##### BESCHIKBARE GEGEVENS

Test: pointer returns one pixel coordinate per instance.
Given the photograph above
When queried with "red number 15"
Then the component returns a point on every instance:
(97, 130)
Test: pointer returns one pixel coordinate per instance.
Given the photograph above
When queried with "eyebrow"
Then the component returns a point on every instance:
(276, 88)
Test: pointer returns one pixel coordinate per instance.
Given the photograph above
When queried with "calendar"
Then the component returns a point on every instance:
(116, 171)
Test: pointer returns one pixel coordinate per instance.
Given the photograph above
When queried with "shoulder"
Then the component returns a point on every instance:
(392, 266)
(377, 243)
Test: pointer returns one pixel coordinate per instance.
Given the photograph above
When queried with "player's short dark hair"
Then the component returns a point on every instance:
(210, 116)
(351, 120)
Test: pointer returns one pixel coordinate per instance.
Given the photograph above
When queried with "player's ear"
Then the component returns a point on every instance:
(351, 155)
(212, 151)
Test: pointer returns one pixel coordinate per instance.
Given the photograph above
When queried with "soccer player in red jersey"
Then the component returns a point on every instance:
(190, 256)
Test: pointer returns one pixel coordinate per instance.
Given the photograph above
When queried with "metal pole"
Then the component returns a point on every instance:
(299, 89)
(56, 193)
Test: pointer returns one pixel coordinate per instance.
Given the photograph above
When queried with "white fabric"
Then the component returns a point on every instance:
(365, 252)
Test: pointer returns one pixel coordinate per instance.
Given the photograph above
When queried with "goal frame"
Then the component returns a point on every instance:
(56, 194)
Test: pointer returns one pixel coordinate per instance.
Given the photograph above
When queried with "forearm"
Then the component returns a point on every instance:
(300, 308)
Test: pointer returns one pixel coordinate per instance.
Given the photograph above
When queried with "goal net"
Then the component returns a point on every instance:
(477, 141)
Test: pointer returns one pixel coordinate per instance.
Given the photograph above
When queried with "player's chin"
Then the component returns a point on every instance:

##########

→ UITLEG BIJ OEFENING:
Filter de gegevens hierboven en neem alleen de regels over waarin het woord "player" staat.

→ ANTWOORD OEFENING:
When queried with "player's short dark hair"
When queried with "player's ear"
When queried with "soccer player in red jersey"
When queried with "player's chin"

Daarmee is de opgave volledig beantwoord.